# INSTRUCTIONS TO FOLLOW:
In this material, which lines include the string "forearm"? Show them.
────────────────
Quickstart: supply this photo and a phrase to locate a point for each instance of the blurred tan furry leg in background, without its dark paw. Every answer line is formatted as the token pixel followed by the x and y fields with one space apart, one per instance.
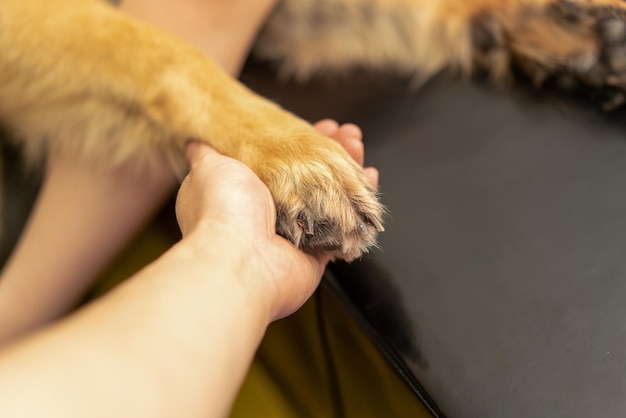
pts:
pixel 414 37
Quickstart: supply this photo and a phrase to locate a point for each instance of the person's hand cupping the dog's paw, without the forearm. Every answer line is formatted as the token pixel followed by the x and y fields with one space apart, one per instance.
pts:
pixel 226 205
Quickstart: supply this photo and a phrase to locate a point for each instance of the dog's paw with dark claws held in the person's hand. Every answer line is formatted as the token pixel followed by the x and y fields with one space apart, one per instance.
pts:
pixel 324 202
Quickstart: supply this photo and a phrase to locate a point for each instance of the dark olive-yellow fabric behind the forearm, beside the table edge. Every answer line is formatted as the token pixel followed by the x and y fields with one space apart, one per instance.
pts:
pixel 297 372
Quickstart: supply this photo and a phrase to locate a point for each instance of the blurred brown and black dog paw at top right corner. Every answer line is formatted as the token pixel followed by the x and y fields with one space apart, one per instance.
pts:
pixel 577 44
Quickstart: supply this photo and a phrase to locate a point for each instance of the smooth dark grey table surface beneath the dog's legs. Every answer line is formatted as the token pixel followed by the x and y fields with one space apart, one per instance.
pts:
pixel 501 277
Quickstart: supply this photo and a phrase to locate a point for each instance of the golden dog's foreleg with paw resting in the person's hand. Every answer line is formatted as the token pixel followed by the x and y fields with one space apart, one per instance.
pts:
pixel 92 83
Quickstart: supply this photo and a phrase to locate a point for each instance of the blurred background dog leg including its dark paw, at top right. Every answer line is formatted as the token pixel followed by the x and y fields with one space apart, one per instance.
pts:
────────────────
# RESULT:
Quickstart: supply this photo and a phrase to locate a point for each instance of the person's hand cupping the dog's paw, without the forearm. Every answer line is formatted as the token pixel followed by the x and y fields with one space apart, one per instance.
Quickstart: supply this photo and a phrase to locate a point for each instance of the dark olive-yellow fabric behind the forearm, beside the table edge. Every answer line is formatted as the token pixel followed by the x and y fields with one space apart, one per instance.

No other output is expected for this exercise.